Dataset:
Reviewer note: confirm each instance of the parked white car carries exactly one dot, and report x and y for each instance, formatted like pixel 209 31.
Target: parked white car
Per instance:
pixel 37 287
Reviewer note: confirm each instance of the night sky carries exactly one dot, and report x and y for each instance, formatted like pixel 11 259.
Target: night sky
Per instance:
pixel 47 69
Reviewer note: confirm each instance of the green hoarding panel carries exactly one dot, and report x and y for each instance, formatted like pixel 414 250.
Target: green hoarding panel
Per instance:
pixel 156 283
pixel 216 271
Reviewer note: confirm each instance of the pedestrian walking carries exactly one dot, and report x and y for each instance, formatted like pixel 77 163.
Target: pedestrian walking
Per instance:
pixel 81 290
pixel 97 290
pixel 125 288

Exercise prompt: Each line of the listing should be echoed back exactly.

Answer to the problem:
Reviewer note: confirm each instance of the parked white car carries exactly one dot, and report x and y for each instance, formatted like pixel 209 31.
Target: parked white car
Per instance:
pixel 37 287
Reviewer note: confirm each instance of the night sky carries exactly one dot, and report x and y for each instance, formatted like pixel 11 259.
Target: night sky
Per instance:
pixel 47 69
Reviewer note: confirm each instance of the green hoarding panel carries exactly one dot, and report x and y for each instance, formatted like pixel 414 250.
Target: green hoarding panel
Per instance:
pixel 156 283
pixel 216 271
Reviewer note: confirm each instance of the pedestrian walking carries exactly one dot, and report x and y for each instance, formatted like pixel 77 163.
Target: pedestrian walking
Per instance:
pixel 81 290
pixel 97 290
pixel 125 288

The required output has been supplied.